[LISTING start]
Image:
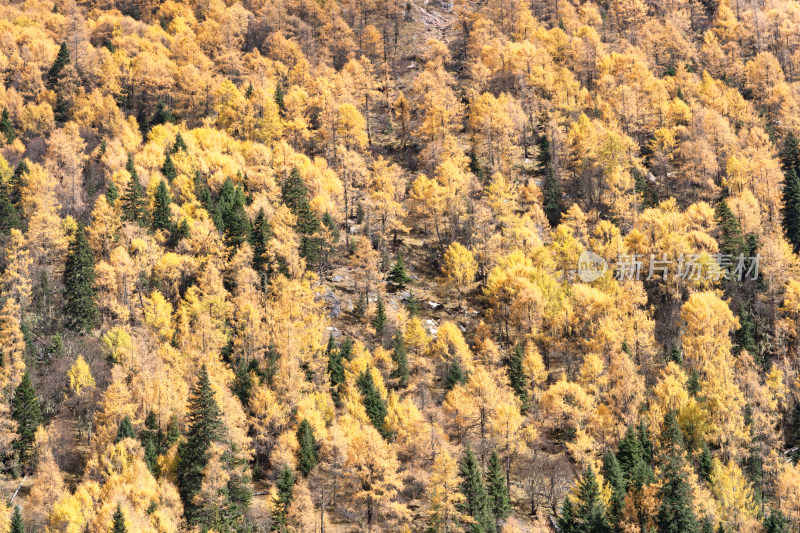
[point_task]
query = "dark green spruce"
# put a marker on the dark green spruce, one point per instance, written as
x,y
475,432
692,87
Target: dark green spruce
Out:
x,y
80,310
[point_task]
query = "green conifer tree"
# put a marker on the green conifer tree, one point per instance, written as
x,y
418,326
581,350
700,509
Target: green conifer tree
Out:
x,y
776,522
7,127
401,371
125,430
295,196
168,168
259,241
730,237
27,413
675,514
380,319
118,522
398,274
179,144
234,218
307,457
335,368
243,382
279,97
80,310
53,78
162,115
161,211
17,524
283,500
374,404
551,185
112,193
516,375
591,511
497,488
612,472
705,463
455,375
476,499
790,211
412,304
567,522
134,203
9,218
204,427
346,348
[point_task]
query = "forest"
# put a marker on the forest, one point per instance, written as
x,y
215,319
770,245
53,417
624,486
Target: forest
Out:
x,y
418,266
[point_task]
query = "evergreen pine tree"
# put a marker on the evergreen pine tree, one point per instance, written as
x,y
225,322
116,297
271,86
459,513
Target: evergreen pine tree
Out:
x,y
295,196
279,97
497,489
283,499
380,319
27,413
17,524
412,304
360,307
776,522
455,375
567,523
400,357
151,458
243,382
259,241
398,274
179,143
168,168
693,383
161,210
134,203
125,430
374,404
612,472
7,127
790,211
516,375
675,514
118,522
236,225
730,237
551,186
80,311
179,232
551,193
346,348
335,369
630,454
676,354
591,511
204,427
162,115
112,193
790,155
54,74
307,457
476,500
705,463
9,218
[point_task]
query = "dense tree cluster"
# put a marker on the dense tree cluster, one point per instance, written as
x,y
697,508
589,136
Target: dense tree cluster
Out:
x,y
304,266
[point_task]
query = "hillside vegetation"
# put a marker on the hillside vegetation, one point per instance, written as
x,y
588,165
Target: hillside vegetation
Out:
x,y
319,265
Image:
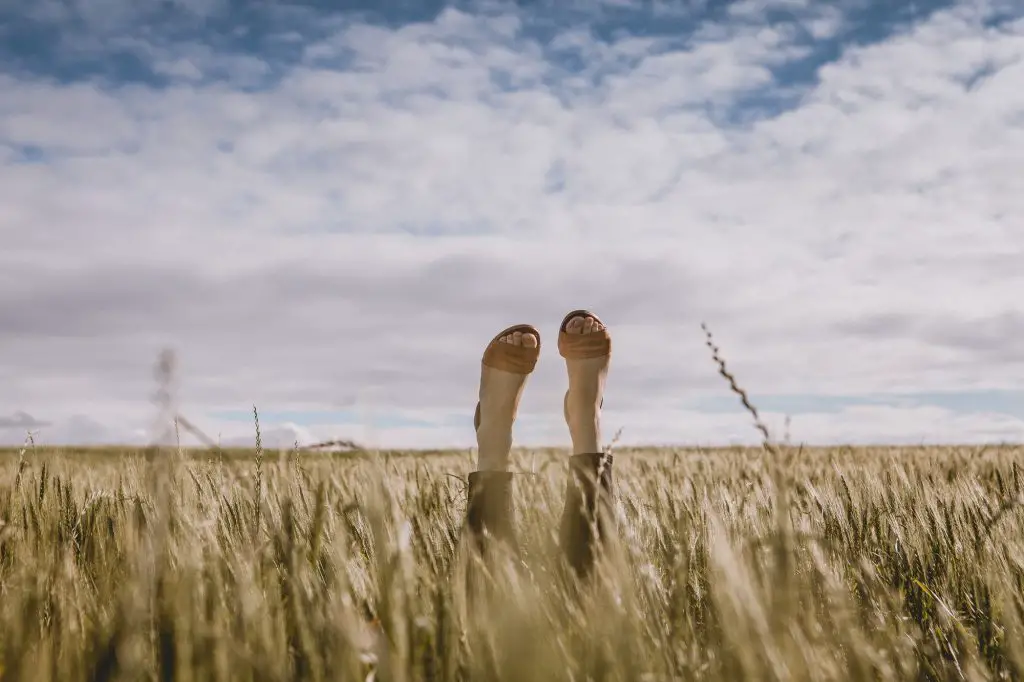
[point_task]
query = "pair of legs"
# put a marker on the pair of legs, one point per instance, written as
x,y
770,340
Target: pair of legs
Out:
x,y
502,385
586,345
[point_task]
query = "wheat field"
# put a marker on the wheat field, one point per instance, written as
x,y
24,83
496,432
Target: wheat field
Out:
x,y
730,564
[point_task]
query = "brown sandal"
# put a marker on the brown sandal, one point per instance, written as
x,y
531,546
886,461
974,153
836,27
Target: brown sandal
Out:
x,y
489,506
587,516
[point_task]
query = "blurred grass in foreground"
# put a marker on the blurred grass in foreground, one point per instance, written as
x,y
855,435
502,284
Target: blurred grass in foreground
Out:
x,y
870,564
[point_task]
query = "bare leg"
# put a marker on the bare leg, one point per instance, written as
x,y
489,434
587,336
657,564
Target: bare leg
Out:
x,y
500,393
586,392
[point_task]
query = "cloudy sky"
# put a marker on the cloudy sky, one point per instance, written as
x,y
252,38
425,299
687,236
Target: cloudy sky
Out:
x,y
329,213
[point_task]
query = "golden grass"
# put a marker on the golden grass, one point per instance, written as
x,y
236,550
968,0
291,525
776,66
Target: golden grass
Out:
x,y
877,564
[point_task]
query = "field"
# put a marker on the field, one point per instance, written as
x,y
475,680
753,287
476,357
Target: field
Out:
x,y
731,564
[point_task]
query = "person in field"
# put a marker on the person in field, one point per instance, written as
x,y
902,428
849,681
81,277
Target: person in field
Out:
x,y
508,360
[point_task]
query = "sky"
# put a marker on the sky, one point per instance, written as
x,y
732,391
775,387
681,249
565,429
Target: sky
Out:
x,y
327,209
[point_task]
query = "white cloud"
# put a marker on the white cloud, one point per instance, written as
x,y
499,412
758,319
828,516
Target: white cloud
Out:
x,y
356,230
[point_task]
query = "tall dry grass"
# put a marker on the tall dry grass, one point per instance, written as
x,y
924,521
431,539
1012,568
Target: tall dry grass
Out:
x,y
893,564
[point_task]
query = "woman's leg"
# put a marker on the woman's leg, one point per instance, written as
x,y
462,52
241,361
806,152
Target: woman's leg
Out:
x,y
586,344
508,360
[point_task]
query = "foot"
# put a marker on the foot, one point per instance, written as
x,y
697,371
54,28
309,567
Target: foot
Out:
x,y
587,348
507,363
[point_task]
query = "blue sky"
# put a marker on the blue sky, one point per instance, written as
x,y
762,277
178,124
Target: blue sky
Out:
x,y
328,208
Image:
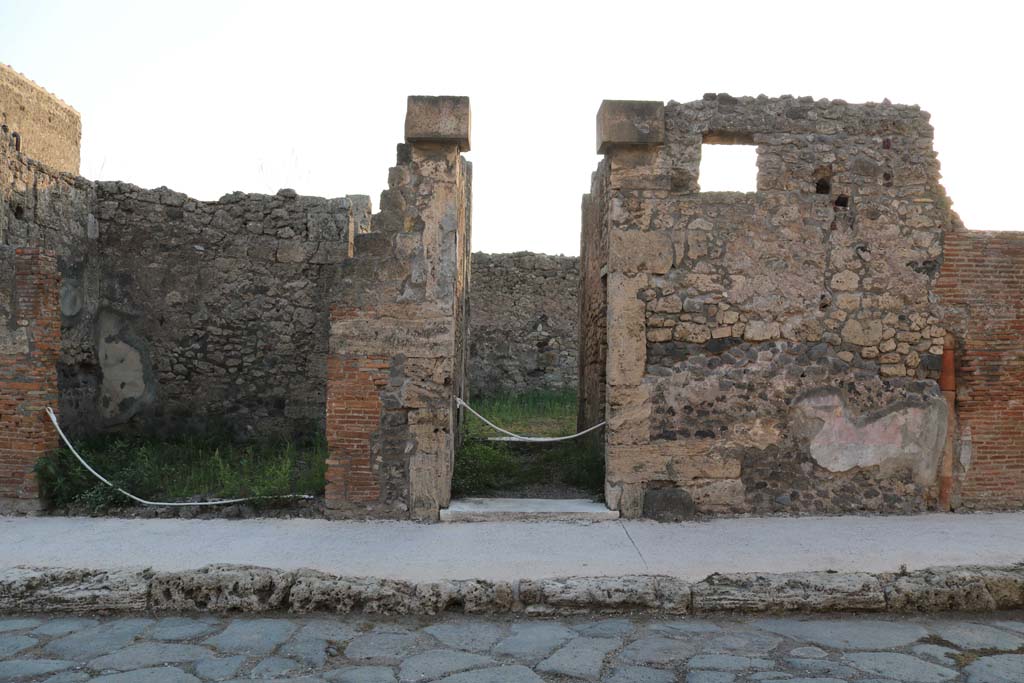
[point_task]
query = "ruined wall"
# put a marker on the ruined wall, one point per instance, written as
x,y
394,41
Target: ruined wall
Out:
x,y
776,350
397,355
30,337
42,126
182,315
981,287
592,336
195,315
523,326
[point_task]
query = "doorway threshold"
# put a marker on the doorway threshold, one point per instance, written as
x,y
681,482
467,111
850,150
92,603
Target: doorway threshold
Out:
x,y
525,509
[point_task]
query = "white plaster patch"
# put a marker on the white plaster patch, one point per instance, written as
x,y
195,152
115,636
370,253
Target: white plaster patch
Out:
x,y
909,437
13,341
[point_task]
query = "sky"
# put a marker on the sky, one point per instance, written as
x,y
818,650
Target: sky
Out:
x,y
220,95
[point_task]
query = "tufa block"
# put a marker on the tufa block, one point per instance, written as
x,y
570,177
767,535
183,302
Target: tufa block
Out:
x,y
630,122
443,119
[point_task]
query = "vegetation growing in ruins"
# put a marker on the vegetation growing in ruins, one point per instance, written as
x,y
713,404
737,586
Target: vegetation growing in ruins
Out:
x,y
541,470
192,469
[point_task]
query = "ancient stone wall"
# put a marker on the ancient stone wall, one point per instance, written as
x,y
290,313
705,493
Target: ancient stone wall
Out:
x,y
397,356
30,338
195,315
523,325
981,287
182,315
39,124
776,350
593,342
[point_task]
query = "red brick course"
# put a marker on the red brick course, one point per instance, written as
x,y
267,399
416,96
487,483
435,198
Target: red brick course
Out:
x,y
353,419
29,381
981,286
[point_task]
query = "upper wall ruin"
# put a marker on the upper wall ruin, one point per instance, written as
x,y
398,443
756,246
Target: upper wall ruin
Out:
x,y
38,123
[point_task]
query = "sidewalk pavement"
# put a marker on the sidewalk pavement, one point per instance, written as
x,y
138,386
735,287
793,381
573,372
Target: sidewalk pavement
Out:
x,y
513,551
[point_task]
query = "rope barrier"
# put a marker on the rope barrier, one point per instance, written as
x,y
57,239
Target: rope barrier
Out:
x,y
53,419
517,437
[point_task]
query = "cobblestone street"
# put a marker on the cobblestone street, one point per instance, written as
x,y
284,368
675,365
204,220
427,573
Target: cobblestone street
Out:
x,y
461,649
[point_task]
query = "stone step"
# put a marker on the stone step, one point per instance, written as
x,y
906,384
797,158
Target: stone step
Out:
x,y
516,509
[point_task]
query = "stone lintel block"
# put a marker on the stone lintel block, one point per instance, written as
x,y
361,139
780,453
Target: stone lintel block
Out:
x,y
630,122
443,119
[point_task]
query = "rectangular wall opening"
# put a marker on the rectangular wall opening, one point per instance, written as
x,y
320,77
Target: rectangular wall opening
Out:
x,y
728,164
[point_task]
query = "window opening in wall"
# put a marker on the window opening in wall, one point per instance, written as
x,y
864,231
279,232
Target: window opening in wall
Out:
x,y
728,165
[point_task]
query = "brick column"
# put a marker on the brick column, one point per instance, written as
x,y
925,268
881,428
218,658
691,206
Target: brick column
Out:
x,y
30,345
397,330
[LISTING end]
**THE PROBLEM**. Print the whole listing above once more, word for word, without its pictures.

**FINAL RESULT**.
Image:
[point_task]
query = "dark green spruce"
# put a marker on the dark green spruce, one point per instance, written as
x,y
475,432
692,87
Target: dark green spruce
Out:
x,y
80,310
[point_task]
query = "green conifer tree"
# put a marker on the green conifer tree, one point per instance, written as
x,y
418,326
581,350
700,509
Target: green conifer tree
Out:
x,y
776,522
7,127
401,371
125,430
295,196
168,168
259,241
730,237
27,413
675,514
380,319
118,522
398,274
179,144
234,218
307,457
335,368
243,382
279,97
80,310
53,78
162,115
161,211
17,524
283,500
374,404
551,185
112,193
516,375
591,511
497,488
612,472
705,463
455,375
476,499
790,211
412,304
567,522
134,203
9,218
204,427
346,348
[point_task]
query = "forest"
# put a marker on the forest, one point per instance, written as
x,y
215,319
770,245
53,417
624,486
Target: forest
Out:
x,y
418,266
[point_task]
query = "evergreen pine tree"
# put a marker on the evergreen pine tree, one point per instance, written as
x,y
225,322
116,297
271,86
459,513
Target: evergreen pine tree
Out:
x,y
295,196
279,97
497,489
283,499
380,319
27,413
17,524
412,304
360,307
776,522
455,375
567,523
400,357
151,458
243,382
259,241
398,274
179,143
168,168
693,383
161,210
134,203
125,430
374,404
612,472
7,127
790,211
516,375
675,514
118,522
236,225
730,237
551,186
80,311
179,232
551,193
346,348
335,369
630,454
676,354
591,511
204,427
162,115
112,193
790,155
54,74
307,457
476,500
705,463
9,218
[point_task]
query = "dense tree cluster"
# put a marker on the dense tree cluster, one point per instance, written as
x,y
697,508
589,136
Target: dense tree cluster
Out:
x,y
304,266
[point_task]
query = "hillside vegetation"
# put a marker on the hillside vegetation, one point per instance, written as
x,y
588,165
Target: hillside vegetation
Out:
x,y
319,265
Image:
[point_task]
query = "pair of legs"
# put a marker on the pair of legs, one point per instance, written as
x,y
770,340
Target: pair of legs
Out:
x,y
502,385
586,345
[point_task]
query = "wheat field"
# put a marker on the wheat field, one point per instance, written as
x,y
24,83
496,432
Target: wheat field
Out:
x,y
730,564
[point_task]
query = "brown sandal"
# put a marker on the brown sandal, one point per instance, written as
x,y
531,546
886,461
974,153
836,27
Target: brown sandal
Out:
x,y
489,506
587,516
[point_task]
query = "blurred grass in foreground"
# put a marker on the blurred grass in foreground, one point per instance, written as
x,y
855,435
502,284
Target: blurred grass in foreground
Out:
x,y
870,564
[point_task]
query = "bare leg"
# put a marker on the bare leg, one point per instance, written as
x,y
489,434
587,336
657,564
Target: bare leg
Out:
x,y
500,393
586,392
[point_task]
query = "cloudy sky"
# put a marker on the cloudy sky, one point per instance, written as
x,y
252,38
425,299
687,236
Target: cloudy sky
Out:
x,y
329,213
[point_task]
query = "golden grass"
# put a marker on the golden grass, one point per instance, written as
x,y
236,550
968,0
291,525
776,66
Target: golden grass
Out:
x,y
877,564
[point_task]
query = "field"
# put a marker on the field, one point per instance, written as
x,y
475,680
753,287
476,357
Target: field
Out:
x,y
731,564
[point_task]
query = "person in field"
# put a marker on the person in field, one point per instance, written as
x,y
902,428
849,681
81,277
Target: person in field
Out:
x,y
508,360
[point_task]
query = "sky"
# put a marker on the sky, one point per instance, written as
x,y
732,391
775,387
681,249
565,429
Target: sky
Out:
x,y
327,209
[point_task]
query = "white cloud"
# put a marker on the white cloud, one point per instance, written as
x,y
499,412
758,319
828,516
Target: white cloud
Out:
x,y
356,230
[point_task]
query = "tall dry grass"
# put a marker on the tall dry grass, one point per instance, written as
x,y
924,521
431,539
1012,568
Target: tall dry grass
Out:
x,y
893,564
[point_task]
query = "woman's leg"
# put a marker on the woman's leg, one point per instance, written as
x,y
462,52
241,361
806,152
Target: woman's leg
Out:
x,y
586,344
508,360
[point_task]
query = "foot"
# put a marker on the foot, one point per instance, written as
x,y
697,371
54,28
309,567
Target: foot
Out:
x,y
587,348
507,363
[point_task]
query = "blue sky"
# put a marker on the blue sky, one point per instance, written as
x,y
762,277
178,124
Target: blue sky
Out:
x,y
328,208
Image:
[point_task]
query = "ruined wall"
# put a marker on the ruined wall, one point per instance, written as
x,y
394,41
Target: ruined wall
Out:
x,y
776,350
397,355
30,337
42,126
182,315
981,287
592,336
195,315
523,326
[point_task]
query = "doorway threshold"
# put a marker on the doorway threshold, one point per instance, written as
x,y
681,482
467,111
850,150
92,603
Target: doorway threshold
Out:
x,y
525,509
[point_task]
query = "white plaster patch"
# put a marker on the white plaster patch, one point per instance, written as
x,y
195,152
115,636
370,253
Target: white plaster patch
Out:
x,y
909,437
13,341
[point_task]
query = "sky"
# put a marker on the sky, one point per instance, written as
x,y
818,650
Target: sky
Out:
x,y
220,95
[point_task]
query = "tufa block"
# put a marker on the tufa block, one point per instance, written as
x,y
570,177
767,535
183,302
Target: tufa block
Out:
x,y
630,122
443,119
[point_task]
query = "vegetation growing in ruins"
# put a marker on the vegetation growing in ruins, one point per instance, written as
x,y
713,404
737,586
Target: vegetation growing in ruins
Out:
x,y
541,470
192,469
[point_task]
query = "ancient stone wall"
# put a marker on the ancient stone wall, one point per instance, written as
x,y
290,313
705,493
Target: ancient stone wall
Out:
x,y
397,356
30,338
195,315
523,325
981,287
182,315
39,124
776,350
593,342
[point_task]
query = "red brick course"
# put a marker on the red brick course, one point per instance, written as
x,y
267,399
416,96
487,483
435,198
Target: red brick course
Out:
x,y
353,419
29,381
981,286
[point_task]
query = "upper wall ruin"
# put a marker on the upper wall ruin, one point per instance, written as
x,y
398,443
756,246
Target: upper wall ruin
Out:
x,y
38,123
[point_task]
query = "sidewalk pavement"
# put a marker on the sidewalk pavement, one point per instance, written as
x,y
138,386
735,287
793,381
573,372
Target: sidewalk pavement
Out:
x,y
513,551
[point_task]
query = "rope barrier"
# put a marker on the rope barrier, one point per instance, written as
x,y
57,239
Target: rope barrier
Out:
x,y
53,419
517,437
[point_task]
query = "cobblestone street"
# put a marker on the cobblestone street, one point per instance, written as
x,y
284,368
675,365
204,220
427,573
Target: cobblestone street
Out:
x,y
461,649
[point_task]
query = "stone step"
# put a marker on the stone step, one point per instance, written as
x,y
906,384
797,158
Target: stone step
Out:
x,y
516,509
[point_task]
query = "stone lintel block"
# put a marker on the stone lintel block, one point per instance, written as
x,y
361,139
780,453
Target: stone lintel block
Out:
x,y
630,122
443,119
[point_task]
query = "rectangular wall opening"
# put a marker on the rectangular wall opening, one point per instance, written as
x,y
320,77
Target: rectangular wall opening
Out:
x,y
728,164
[point_task]
query = "window opening in wall"
# put a marker on the window opening in wall, one point per instance, written as
x,y
864,231
279,232
Target: window opening in wall
Out:
x,y
728,165
[point_task]
query = "brick column"
# put a marker on the brick column, one point per instance, written as
x,y
925,268
881,428
218,658
691,206
Target: brick column
Out:
x,y
30,345
397,330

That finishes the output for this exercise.